— BEGIN —
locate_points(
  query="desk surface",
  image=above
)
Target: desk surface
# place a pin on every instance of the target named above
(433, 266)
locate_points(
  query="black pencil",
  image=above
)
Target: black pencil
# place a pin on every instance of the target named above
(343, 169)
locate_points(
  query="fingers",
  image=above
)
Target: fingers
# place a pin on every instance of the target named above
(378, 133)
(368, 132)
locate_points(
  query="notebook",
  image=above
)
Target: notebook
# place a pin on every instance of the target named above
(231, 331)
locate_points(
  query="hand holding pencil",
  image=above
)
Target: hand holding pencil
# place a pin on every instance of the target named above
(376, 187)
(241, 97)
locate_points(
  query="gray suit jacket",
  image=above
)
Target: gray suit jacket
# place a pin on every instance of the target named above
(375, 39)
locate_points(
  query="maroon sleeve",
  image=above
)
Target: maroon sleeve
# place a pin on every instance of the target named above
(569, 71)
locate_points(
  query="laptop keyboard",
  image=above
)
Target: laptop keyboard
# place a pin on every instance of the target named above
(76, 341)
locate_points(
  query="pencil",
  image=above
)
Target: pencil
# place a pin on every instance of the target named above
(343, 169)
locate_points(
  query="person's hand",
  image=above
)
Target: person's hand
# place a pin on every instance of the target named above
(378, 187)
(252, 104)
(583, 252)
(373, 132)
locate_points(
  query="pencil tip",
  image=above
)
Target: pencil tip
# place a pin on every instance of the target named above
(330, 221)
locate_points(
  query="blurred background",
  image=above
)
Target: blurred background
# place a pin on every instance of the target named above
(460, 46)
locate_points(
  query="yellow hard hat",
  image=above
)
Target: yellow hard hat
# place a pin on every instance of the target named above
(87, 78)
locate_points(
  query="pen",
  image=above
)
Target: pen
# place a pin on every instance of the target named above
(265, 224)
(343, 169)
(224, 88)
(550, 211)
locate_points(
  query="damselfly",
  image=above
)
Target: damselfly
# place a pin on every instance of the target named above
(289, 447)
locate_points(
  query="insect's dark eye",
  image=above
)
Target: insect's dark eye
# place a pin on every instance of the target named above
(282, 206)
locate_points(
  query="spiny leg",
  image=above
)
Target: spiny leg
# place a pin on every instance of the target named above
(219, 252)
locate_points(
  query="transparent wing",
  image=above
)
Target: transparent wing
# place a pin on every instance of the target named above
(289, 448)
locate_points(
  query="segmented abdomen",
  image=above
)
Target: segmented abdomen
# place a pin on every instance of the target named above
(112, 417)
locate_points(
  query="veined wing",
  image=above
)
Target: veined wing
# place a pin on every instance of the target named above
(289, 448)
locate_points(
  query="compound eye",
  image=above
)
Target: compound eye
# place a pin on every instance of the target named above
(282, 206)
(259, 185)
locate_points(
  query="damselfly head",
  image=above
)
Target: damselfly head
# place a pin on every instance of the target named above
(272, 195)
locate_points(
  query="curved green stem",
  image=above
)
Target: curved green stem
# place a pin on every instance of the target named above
— END —
— BEGIN —
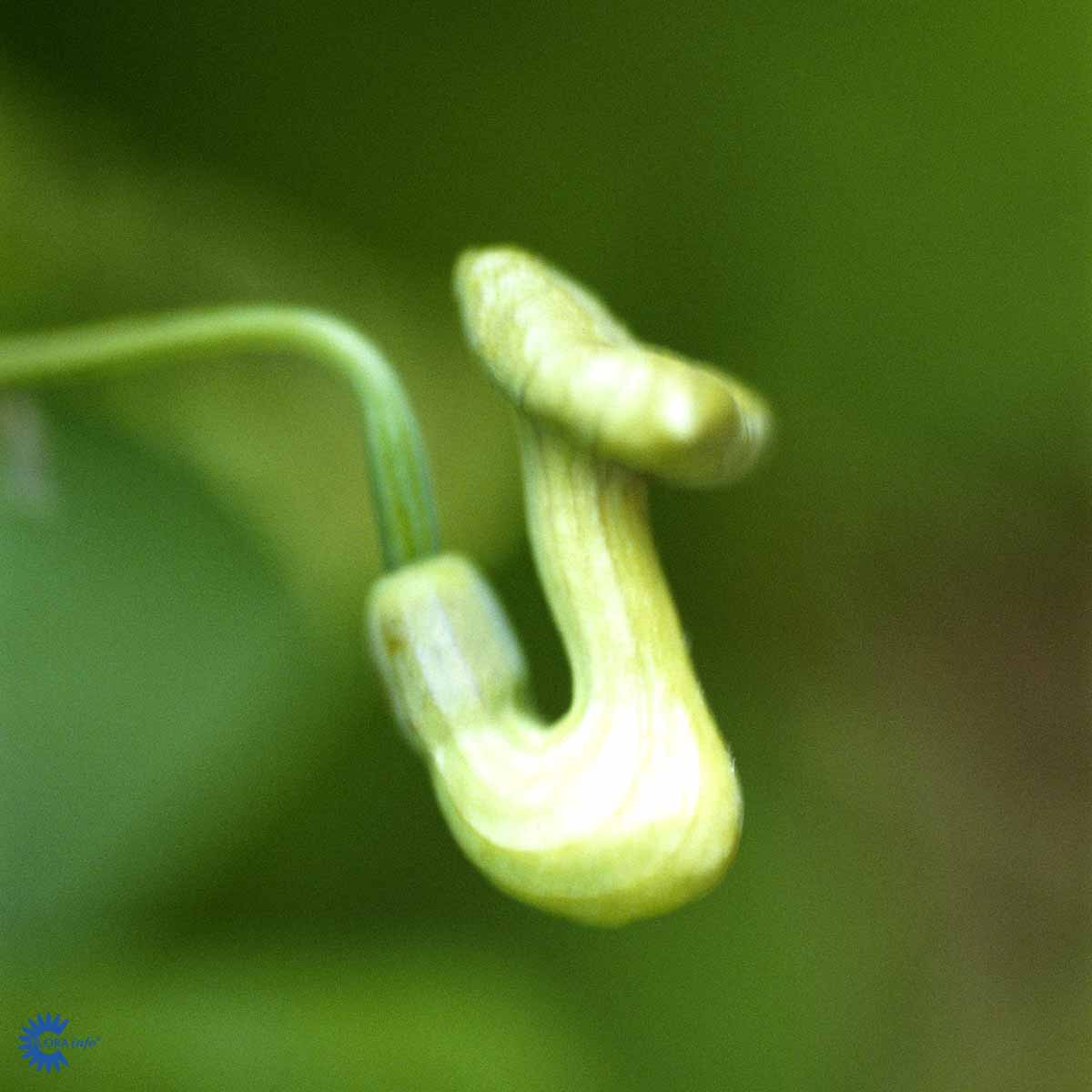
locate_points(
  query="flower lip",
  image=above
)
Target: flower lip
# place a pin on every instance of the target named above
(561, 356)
— END —
**What to produce**: State how many lines in the data above contain the string "holding", treating uppercase and lowercase letters as different. Give only the number.

**Worked solution**: 2